◆ Task brief
Copy out the data from the line containing "the white cloud" down to the line containing "166), (251, 150)]", both included, swapping every "square brackets" for "curly braces" and leaving everything else as it is.

************

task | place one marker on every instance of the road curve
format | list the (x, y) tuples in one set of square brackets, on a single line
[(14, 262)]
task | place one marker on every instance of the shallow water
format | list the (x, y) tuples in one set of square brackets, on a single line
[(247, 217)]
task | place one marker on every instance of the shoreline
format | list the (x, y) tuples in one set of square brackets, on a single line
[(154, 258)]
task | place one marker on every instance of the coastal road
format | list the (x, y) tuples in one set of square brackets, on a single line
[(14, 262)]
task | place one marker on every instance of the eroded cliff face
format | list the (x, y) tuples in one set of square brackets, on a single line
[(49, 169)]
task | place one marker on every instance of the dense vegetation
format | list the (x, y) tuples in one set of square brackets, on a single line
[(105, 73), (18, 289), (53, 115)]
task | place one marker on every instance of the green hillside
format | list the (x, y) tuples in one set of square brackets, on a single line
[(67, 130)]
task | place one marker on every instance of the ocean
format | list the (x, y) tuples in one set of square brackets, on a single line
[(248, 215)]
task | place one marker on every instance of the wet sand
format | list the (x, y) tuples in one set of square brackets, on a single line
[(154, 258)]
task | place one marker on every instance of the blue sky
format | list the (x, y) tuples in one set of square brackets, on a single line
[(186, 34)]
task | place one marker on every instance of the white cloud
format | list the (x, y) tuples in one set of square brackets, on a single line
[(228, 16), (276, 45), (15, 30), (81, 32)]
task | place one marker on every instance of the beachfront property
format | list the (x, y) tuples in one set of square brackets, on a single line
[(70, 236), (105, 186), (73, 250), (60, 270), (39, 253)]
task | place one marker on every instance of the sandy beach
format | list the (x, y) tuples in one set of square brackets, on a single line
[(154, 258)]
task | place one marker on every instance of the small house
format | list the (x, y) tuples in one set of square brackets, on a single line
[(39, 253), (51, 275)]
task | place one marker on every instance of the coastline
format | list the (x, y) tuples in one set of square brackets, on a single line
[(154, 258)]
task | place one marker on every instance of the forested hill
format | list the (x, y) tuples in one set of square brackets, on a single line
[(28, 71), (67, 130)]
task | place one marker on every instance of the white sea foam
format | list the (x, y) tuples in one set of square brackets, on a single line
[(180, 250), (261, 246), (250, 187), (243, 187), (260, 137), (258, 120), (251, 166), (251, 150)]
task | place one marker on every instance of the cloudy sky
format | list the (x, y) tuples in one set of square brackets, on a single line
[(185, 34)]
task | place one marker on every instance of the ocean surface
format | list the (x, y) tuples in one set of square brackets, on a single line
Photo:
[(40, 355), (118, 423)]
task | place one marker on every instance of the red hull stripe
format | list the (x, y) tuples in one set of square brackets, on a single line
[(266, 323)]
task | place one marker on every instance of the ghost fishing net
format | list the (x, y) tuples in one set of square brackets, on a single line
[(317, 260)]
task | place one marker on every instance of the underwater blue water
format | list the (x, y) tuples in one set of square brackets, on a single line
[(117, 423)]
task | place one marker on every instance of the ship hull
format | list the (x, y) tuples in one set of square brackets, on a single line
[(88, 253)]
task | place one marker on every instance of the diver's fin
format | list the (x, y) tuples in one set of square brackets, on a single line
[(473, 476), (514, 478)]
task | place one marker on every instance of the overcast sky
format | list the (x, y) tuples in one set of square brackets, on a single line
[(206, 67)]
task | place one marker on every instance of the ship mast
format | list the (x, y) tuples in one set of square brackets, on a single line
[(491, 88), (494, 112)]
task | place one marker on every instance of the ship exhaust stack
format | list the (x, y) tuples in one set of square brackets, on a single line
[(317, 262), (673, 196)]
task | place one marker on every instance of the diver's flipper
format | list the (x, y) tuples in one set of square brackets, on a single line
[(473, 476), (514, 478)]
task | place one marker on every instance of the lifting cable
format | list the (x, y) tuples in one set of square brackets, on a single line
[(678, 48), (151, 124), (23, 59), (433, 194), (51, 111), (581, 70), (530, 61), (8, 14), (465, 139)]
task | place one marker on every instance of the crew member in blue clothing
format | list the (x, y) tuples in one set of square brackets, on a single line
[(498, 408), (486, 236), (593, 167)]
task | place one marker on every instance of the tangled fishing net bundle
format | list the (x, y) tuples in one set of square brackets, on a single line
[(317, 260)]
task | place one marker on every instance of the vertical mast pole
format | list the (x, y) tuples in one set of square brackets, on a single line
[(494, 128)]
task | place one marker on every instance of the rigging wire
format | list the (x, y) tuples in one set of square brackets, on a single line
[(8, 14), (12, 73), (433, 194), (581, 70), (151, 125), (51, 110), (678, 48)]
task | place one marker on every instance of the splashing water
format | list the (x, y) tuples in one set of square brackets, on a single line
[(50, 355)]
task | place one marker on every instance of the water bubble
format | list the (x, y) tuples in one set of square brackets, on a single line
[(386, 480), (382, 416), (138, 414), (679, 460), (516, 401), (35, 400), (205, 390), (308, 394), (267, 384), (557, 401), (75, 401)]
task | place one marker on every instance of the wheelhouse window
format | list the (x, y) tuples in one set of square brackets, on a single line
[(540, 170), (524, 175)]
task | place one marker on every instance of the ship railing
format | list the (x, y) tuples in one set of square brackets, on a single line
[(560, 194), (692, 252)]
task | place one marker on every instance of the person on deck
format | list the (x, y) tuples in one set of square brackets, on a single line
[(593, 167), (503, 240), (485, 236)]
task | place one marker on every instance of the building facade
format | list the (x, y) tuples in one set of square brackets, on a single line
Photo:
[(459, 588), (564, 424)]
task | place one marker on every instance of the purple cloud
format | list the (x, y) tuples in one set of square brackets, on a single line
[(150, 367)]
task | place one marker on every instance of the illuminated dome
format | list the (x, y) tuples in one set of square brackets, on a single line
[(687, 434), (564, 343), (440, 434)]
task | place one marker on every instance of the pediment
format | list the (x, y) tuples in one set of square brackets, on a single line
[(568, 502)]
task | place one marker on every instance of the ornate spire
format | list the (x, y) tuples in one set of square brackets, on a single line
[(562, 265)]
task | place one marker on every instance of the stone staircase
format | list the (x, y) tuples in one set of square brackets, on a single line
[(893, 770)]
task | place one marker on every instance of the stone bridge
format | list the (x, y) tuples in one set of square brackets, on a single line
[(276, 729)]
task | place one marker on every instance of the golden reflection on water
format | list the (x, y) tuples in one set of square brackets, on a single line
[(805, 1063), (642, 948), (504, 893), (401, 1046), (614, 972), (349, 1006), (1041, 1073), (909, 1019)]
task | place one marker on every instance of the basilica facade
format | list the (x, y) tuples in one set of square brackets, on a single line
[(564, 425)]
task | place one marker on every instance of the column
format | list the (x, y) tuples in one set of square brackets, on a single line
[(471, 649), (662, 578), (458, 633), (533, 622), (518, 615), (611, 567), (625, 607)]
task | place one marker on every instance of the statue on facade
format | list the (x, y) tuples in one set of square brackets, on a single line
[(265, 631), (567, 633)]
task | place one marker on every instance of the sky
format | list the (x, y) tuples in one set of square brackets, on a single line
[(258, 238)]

************

◆ Solution to the problem
task | place one marker on every instance of the white cloud
format | list the (x, y) tuples in one set of curly braces, on a single line
[(228, 16), (276, 45), (15, 30), (81, 32)]
task | place one marker on every instance of the beachfront property
format | list the (x, y) tuples in one set of curly braces, on a single line
[(70, 236), (105, 186), (73, 250), (60, 270), (39, 253)]
task | place one marker on every instance of the sandy beach
format | list the (x, y) tuples in one set of curly braces, on a single line
[(154, 258)]
task | place one marker on every instance of the small house
format | list the (x, y) tuples in one set of curly braces, on a single line
[(39, 253), (51, 275)]
task | place one marker on every instance of the coastline
format | list the (x, y) tuples in one set of curly braces, on a single line
[(154, 258)]
task | place one marker on every instance of the forested hill
format | list the (x, y) tuples in one set of curly braces, on a single line
[(28, 71), (67, 130)]
task | place one marker on every instance of the white sea foam
format | list the (x, y) tuples in one set of curly braces, on a single line
[(180, 250), (261, 246), (250, 187), (243, 187), (260, 137), (258, 120), (251, 166), (251, 150)]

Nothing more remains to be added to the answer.